### [What to do]
Repeat the data below exactly, with every entry included.

(Provided records begins)

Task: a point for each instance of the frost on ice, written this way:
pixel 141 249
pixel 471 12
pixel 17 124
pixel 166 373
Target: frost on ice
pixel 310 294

(Provided records ends)

### [Completed task]
Task: a point for each instance of the frost on ice, written this way:
pixel 141 249
pixel 471 12
pixel 17 124
pixel 166 373
Target: frost on ice
pixel 310 294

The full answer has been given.